■ INPUT RECORDS:

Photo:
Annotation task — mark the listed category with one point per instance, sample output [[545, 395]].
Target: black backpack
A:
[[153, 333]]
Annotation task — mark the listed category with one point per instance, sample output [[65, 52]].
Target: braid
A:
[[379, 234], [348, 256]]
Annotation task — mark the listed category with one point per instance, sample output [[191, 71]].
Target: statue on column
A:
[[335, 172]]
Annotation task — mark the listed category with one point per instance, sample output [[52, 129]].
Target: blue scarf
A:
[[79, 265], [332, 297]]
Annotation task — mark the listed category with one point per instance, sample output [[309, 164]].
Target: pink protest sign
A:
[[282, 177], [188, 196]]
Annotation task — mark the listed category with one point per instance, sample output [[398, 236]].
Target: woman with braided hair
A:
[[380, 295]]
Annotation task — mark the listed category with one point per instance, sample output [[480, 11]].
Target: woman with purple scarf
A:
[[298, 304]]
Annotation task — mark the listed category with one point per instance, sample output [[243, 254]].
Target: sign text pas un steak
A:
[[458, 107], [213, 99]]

■ WRITTEN INSTRUCTION: Can you copy every entry above word for word, keeping each line as it appears?

■ RESPONSE TO THE TASK:
Photo:
Annotation task — mark the listed category with one point per instance, sample output [[545, 395]].
Target: black backpack
A:
[[153, 333]]
Annotation task — mark the listed category with one point per instance, sample output [[65, 52]].
Target: braid
A:
[[379, 234], [348, 256]]
Annotation task — mark the listed category with one point per instance, sample output [[191, 71]].
Target: statue on column
A:
[[335, 172]]
Annotation task — mark the listed category with one point per instance, sample output [[52, 129]].
Target: blue scarf
A:
[[79, 265], [332, 297]]
Annotation task — mark the listed category with one point per instance, sample output [[309, 164]].
Target: pink protest sign
A:
[[282, 177], [188, 196]]
Annotation task — mark the listed category with one point per instance, sample output [[398, 236]].
Target: woman with braided hair
A:
[[380, 295]]
Annotation task — mark the listed category with one point per instance, sample output [[480, 11]].
Target: woman with purple scarf
A:
[[298, 304]]
Annotation task — mark the listed category with one point per instance, sample output [[243, 254]].
Target: sign text pas un steak
A:
[[458, 107], [213, 99]]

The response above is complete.